[Action item]:
Repeat all the data that appears below, keeping it exact.

[The data]:

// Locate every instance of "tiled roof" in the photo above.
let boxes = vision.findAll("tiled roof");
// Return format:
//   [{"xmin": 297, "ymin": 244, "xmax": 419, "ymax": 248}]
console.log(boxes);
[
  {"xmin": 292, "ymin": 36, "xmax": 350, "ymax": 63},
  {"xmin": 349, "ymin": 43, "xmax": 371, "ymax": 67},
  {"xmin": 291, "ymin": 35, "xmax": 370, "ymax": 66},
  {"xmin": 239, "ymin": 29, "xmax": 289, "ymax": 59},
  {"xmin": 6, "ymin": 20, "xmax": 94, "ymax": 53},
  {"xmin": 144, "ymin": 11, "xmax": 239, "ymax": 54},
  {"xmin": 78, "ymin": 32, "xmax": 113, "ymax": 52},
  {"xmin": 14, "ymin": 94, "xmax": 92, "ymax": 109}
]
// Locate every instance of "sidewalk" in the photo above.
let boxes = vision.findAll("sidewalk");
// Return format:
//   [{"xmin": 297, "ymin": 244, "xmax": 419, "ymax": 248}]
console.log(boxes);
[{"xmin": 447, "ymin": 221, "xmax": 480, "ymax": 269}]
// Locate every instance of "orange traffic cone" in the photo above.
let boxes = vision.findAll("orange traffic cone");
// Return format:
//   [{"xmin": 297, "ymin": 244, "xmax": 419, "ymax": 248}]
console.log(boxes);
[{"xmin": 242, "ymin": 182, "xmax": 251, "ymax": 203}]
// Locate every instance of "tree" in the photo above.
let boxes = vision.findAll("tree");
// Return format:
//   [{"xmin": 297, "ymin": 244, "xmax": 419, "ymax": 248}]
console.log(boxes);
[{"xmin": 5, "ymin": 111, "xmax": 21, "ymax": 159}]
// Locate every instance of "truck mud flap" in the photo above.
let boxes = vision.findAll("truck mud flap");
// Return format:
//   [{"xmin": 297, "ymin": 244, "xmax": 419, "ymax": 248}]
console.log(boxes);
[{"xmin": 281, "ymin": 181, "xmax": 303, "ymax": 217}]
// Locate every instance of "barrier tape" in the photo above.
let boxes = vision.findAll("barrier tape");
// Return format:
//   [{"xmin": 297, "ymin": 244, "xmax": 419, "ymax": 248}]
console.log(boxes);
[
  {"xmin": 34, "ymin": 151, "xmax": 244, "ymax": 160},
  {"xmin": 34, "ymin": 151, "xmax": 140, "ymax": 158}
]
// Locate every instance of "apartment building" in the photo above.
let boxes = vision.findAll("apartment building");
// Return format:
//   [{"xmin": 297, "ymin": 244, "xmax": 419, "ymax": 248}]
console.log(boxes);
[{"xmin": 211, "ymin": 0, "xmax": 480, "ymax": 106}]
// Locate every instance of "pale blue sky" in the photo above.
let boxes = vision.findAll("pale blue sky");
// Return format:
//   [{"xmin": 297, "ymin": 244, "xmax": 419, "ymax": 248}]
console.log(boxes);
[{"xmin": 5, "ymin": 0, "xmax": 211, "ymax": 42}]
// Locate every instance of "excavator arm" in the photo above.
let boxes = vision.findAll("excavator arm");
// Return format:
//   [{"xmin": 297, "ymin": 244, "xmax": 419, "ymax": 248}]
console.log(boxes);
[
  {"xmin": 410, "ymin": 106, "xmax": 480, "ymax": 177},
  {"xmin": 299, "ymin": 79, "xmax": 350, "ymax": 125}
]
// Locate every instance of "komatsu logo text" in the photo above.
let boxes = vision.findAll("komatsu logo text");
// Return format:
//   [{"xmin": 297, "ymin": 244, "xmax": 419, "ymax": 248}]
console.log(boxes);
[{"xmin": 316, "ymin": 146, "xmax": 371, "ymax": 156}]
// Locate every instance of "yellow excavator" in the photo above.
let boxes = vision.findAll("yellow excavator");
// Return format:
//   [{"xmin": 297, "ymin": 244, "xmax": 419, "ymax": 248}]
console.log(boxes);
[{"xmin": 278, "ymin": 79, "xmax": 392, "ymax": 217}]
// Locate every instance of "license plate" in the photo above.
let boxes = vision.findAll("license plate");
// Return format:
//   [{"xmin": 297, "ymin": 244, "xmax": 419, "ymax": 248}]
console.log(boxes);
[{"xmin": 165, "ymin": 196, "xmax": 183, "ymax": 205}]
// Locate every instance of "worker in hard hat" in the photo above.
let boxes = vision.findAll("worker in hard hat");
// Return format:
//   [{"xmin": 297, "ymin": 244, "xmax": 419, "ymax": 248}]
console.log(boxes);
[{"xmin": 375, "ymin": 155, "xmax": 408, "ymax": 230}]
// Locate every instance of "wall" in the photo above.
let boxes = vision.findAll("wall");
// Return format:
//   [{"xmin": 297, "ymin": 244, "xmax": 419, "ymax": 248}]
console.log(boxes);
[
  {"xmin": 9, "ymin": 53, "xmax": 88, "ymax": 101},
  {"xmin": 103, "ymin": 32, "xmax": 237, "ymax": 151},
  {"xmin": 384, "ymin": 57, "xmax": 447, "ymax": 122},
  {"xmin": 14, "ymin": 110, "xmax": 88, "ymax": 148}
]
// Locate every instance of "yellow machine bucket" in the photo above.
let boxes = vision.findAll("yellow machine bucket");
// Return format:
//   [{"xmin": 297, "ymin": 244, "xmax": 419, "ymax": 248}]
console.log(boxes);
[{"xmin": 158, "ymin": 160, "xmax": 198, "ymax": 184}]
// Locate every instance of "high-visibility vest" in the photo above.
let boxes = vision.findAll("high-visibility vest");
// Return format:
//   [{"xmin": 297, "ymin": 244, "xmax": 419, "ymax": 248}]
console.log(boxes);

[Answer for this exercise]:
// Locate every instance of "tiled roof" in the photo above.
let boxes = vision.findAll("tiled roof");
// Return format:
//   [{"xmin": 297, "ymin": 244, "xmax": 419, "ymax": 248}]
console.log(boxes);
[
  {"xmin": 292, "ymin": 36, "xmax": 350, "ymax": 63},
  {"xmin": 349, "ymin": 43, "xmax": 371, "ymax": 67},
  {"xmin": 291, "ymin": 35, "xmax": 370, "ymax": 66},
  {"xmin": 239, "ymin": 29, "xmax": 289, "ymax": 59},
  {"xmin": 6, "ymin": 20, "xmax": 94, "ymax": 53},
  {"xmin": 144, "ymin": 11, "xmax": 239, "ymax": 54},
  {"xmin": 78, "ymin": 32, "xmax": 113, "ymax": 52},
  {"xmin": 14, "ymin": 94, "xmax": 92, "ymax": 109}
]
// Locate every instance of "sidewalk" in the photo above.
let boxes = vision.findAll("sidewalk");
// Return format:
//   [{"xmin": 297, "ymin": 244, "xmax": 419, "ymax": 248}]
console.log(boxes);
[{"xmin": 447, "ymin": 221, "xmax": 480, "ymax": 269}]
// Locate every instance of "orange traffic cone" in the photo above.
let boxes = vision.findAll("orange traffic cone");
// Return format:
//   [{"xmin": 297, "ymin": 244, "xmax": 419, "ymax": 248}]
console.log(boxes);
[{"xmin": 242, "ymin": 182, "xmax": 251, "ymax": 203}]
// Locate every instance of "tree" in the photo above.
let boxes = vision.findAll("tree");
// Return format:
//   [{"xmin": 297, "ymin": 244, "xmax": 419, "ymax": 248}]
console.log(boxes);
[{"xmin": 5, "ymin": 111, "xmax": 21, "ymax": 159}]
// Locate every instance of "truck mud flap" in the photo above.
let boxes = vision.findAll("truck mud flap");
// Return format:
//   [{"xmin": 297, "ymin": 244, "xmax": 419, "ymax": 248}]
console.log(boxes);
[{"xmin": 281, "ymin": 181, "xmax": 303, "ymax": 217}]
// Locate every instance of "barrier tape" in the photo above.
let boxes = vision.findAll("barrier tape");
// Return format:
//   [{"xmin": 297, "ymin": 244, "xmax": 419, "ymax": 248}]
console.log(boxes);
[
  {"xmin": 34, "ymin": 151, "xmax": 244, "ymax": 160},
  {"xmin": 34, "ymin": 151, "xmax": 140, "ymax": 158}
]
// Locate every instance of "apartment building" in the photo above.
let boxes = vision.findAll("apartment building");
// Return format:
//   [{"xmin": 297, "ymin": 244, "xmax": 419, "ymax": 248}]
console.log(boxes);
[{"xmin": 211, "ymin": 0, "xmax": 480, "ymax": 106}]
// Locate every instance of "pale blue sky" in the photo above.
let boxes = vision.findAll("pale blue sky");
// Return format:
//   [{"xmin": 297, "ymin": 244, "xmax": 419, "ymax": 248}]
console.log(boxes);
[{"xmin": 5, "ymin": 0, "xmax": 211, "ymax": 42}]
// Locate every instance of "excavator arm" in the photo above.
let boxes = vision.findAll("excavator arm");
// Return format:
//   [{"xmin": 297, "ymin": 244, "xmax": 419, "ymax": 248}]
console.log(boxes);
[
  {"xmin": 410, "ymin": 106, "xmax": 480, "ymax": 177},
  {"xmin": 299, "ymin": 79, "xmax": 350, "ymax": 125}
]
// Locate every instance of "komatsu logo text" in the photo above.
let boxes = vision.findAll("komatsu logo text");
// Return format:
//   [{"xmin": 297, "ymin": 244, "xmax": 419, "ymax": 248}]
console.log(boxes);
[{"xmin": 316, "ymin": 146, "xmax": 371, "ymax": 156}]
// Locate every instance of "yellow excavator" in the photo above.
let boxes = vision.findAll("yellow excavator");
// Return format:
//   [{"xmin": 297, "ymin": 244, "xmax": 419, "ymax": 248}]
console.log(boxes);
[{"xmin": 278, "ymin": 79, "xmax": 392, "ymax": 217}]
// Locate every instance of "license plate" in the photo above.
let boxes = vision.findAll("license plate");
// Return format:
//   [{"xmin": 297, "ymin": 244, "xmax": 419, "ymax": 248}]
console.log(boxes);
[{"xmin": 165, "ymin": 196, "xmax": 183, "ymax": 205}]
// Locate every instance of "worker in hard hat" in the photo above.
let boxes = vision.findAll("worker in hard hat");
// Return format:
//   [{"xmin": 297, "ymin": 244, "xmax": 419, "ymax": 248}]
console.log(boxes);
[{"xmin": 375, "ymin": 155, "xmax": 408, "ymax": 230}]
// Locate every instance of "wall" in the photo above.
let boxes = vision.findAll("wall");
// Return format:
//   [{"xmin": 297, "ymin": 244, "xmax": 419, "ymax": 248}]
console.log(boxes);
[
  {"xmin": 9, "ymin": 53, "xmax": 88, "ymax": 101},
  {"xmin": 103, "ymin": 32, "xmax": 237, "ymax": 151},
  {"xmin": 384, "ymin": 57, "xmax": 447, "ymax": 122},
  {"xmin": 14, "ymin": 110, "xmax": 88, "ymax": 148}
]
// Locate every instance of "yellow machine bucket" in the photo above.
let boxes = vision.findAll("yellow machine bucket");
// Return format:
//   [{"xmin": 297, "ymin": 244, "xmax": 419, "ymax": 248}]
console.log(boxes);
[{"xmin": 158, "ymin": 160, "xmax": 198, "ymax": 184}]
// Locate every instance of "high-visibility vest" in the photo above.
let boxes = vision.findAll("high-visibility vest");
// Return format:
//   [{"xmin": 297, "ymin": 244, "xmax": 419, "ymax": 248}]
console.log(boxes);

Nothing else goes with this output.